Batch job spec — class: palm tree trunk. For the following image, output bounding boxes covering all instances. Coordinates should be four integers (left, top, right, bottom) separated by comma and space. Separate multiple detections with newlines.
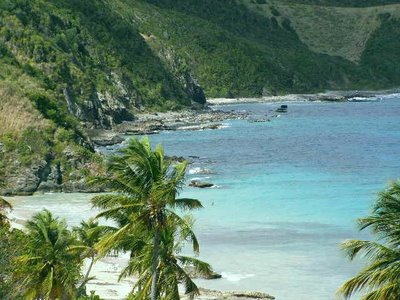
150, 228, 160, 300
78, 254, 94, 289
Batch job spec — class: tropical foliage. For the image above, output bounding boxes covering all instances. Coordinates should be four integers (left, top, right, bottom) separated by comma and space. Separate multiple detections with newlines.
339, 181, 400, 300
92, 138, 210, 300
15, 210, 82, 300
0, 197, 12, 228
69, 218, 105, 294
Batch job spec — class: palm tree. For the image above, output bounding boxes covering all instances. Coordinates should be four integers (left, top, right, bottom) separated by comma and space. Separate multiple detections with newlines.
16, 210, 82, 300
70, 218, 105, 290
0, 197, 12, 227
125, 217, 212, 300
92, 137, 206, 300
339, 181, 400, 300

════════════════

PROMPT — Report how many lines of the records above contain the string "Coordinates", treating uppercase and lowercase as different. Give only the number.

RESULT OF THIS TASK — 3